*GIVEN PROBLEM A*:
Transcribe the PLU factorization text from "# PLU Factorization" up to and including "may be unstable.".

*SOURCE TEXT*:

- - - - - - -

# PLU Factorization

So far, we tried to represent a square nonsingular matrix A as a product of a lower-triangular matrix L and an upper triangular matrix U: $${\bf A} = {\bf L}\,{\bf U} .$$ When this is possible we say that A has an LU-decomposition (or factorization). It turns out that this factorization (when it exists) is not unique. If L has 1's on it's diagonal, then it is called a Doolittle factorization. If U has 1's on its diagonal, then it is called a Crout factorization. When L is an unitary matrix, it is called a Cholesky decomposition. Moreover, Gaussian elimination in its pure form may be unstable.

While LU-decomposition is a useful computational tool, but this does not work for every matrix. Consider even the simple example with matrix

${\bf A} = \begin{bmatrix} 0&2 \\ 3 & 0 \end{bmatrix} .$
Another cause of instability in Gaussian elimination is when encountering relatively small pivots. Gaussian elimination is guaranteed to succeed if row or column interchanges are used in order to avoid zero pivots when using exact calculations. But, when computing the LU factorization numerically, this is not necessarily true. When a calculation is undefined because of division by zero, the same calculation will suffer numerical difficulties when there is division by a nonzero number that is relatively small. For instance, let
${\bf A} = \begin{bmatrix} 10^{-22}&2 \\ 1 & 3 \end{bmatrix} .$
When computing the factors L and U, the process does not fail in this case because there is no division by zero.

- - - - - - -

*GIVEN PROBLEM B*:
How many lines of the entries contain the string "blue"? Give only the number.

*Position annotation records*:
- - - - - - -

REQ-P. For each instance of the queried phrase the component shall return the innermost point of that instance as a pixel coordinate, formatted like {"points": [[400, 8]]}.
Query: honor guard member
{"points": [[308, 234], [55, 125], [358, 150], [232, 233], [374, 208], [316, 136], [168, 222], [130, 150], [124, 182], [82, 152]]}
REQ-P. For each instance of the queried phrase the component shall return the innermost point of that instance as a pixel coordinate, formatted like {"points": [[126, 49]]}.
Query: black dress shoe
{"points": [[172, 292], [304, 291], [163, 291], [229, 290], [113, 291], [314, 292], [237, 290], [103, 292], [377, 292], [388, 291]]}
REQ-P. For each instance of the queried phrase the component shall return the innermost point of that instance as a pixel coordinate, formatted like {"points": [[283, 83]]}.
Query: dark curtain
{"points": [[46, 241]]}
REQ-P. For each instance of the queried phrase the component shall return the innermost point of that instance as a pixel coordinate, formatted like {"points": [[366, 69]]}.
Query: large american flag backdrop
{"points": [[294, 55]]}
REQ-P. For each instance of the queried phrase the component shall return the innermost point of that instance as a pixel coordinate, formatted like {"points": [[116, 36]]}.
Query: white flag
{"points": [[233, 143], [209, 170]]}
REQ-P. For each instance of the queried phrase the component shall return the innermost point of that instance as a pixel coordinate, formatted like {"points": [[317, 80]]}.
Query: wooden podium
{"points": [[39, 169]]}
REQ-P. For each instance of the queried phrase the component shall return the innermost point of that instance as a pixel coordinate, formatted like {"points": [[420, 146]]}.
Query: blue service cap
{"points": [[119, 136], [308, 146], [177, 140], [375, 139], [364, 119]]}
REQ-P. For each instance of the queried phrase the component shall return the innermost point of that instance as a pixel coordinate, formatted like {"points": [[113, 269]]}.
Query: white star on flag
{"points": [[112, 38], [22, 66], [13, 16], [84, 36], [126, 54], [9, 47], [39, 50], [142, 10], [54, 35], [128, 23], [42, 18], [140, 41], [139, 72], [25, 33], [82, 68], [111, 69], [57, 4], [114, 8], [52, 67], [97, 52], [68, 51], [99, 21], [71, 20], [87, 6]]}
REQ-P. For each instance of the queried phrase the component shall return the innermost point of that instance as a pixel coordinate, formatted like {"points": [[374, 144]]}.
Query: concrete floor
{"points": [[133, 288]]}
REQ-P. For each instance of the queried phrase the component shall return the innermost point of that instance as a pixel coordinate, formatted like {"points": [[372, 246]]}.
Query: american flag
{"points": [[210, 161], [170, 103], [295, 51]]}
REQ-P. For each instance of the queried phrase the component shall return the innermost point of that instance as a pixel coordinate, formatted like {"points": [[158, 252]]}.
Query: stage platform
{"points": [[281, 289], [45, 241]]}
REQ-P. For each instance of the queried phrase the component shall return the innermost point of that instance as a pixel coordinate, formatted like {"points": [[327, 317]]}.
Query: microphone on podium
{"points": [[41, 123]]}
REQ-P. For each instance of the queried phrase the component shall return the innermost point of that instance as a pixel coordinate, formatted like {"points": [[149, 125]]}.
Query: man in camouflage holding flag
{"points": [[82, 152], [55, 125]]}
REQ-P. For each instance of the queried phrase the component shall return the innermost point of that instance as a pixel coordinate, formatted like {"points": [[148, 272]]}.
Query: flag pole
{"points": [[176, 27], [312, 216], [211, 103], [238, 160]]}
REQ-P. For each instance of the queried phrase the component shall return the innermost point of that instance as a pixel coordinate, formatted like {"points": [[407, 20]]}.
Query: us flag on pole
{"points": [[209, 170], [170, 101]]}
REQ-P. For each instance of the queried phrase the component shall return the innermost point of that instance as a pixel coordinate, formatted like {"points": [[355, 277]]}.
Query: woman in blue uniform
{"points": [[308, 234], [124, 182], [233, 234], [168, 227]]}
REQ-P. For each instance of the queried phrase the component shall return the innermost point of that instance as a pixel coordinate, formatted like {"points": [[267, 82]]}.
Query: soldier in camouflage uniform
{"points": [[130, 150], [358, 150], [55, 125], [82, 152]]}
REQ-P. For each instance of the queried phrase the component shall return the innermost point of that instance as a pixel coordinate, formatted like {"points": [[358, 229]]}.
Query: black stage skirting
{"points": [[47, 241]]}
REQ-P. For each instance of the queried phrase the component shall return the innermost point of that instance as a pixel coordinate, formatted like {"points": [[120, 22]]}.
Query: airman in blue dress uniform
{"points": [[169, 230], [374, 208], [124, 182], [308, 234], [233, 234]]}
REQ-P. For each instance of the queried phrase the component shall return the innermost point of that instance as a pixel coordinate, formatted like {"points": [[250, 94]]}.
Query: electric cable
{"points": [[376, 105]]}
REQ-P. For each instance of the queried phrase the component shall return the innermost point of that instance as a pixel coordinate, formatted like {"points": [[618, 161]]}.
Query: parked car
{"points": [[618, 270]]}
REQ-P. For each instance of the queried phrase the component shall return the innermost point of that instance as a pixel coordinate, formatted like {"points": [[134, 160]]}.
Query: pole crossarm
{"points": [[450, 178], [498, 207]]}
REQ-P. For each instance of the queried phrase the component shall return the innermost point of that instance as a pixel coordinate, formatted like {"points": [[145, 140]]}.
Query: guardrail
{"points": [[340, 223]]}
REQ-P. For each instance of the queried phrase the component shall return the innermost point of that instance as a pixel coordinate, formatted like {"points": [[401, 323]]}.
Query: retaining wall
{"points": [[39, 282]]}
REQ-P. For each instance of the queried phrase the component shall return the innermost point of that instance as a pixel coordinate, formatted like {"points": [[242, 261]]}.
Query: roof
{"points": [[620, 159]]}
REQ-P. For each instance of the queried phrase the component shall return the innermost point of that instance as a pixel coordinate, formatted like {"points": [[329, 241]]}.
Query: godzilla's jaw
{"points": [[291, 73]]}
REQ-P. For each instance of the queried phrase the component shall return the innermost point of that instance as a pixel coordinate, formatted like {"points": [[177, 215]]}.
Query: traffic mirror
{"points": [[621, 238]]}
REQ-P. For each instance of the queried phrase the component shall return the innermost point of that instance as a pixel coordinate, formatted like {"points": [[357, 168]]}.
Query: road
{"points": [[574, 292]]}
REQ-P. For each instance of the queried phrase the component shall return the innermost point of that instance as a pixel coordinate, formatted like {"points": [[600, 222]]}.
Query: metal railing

- - - - - - -

*FINAL RESULT A*:
# PLU Factorization

So far, we tried to represent a square nonsingular matrix A as a product of a lower-triangular matrix L and an upper triangular matrix U: $${\bf A} = {\bf L}\,{\bf U} .$$ When this is possible we say that A has an LU-decomposition (or factorization). It turns out that this factorization (when it exists) is not unique. If L has 1's on it's diagonal, then it is called a Doolittle factorization. If U has 1's on its diagonal, then it is called a Crout factorization. When L is an unitary matrix, it is called a Cholesky decomposition. Moreover, Gaussian elimination in its pure form may be unstable.

*FINAL RESULT B*:
3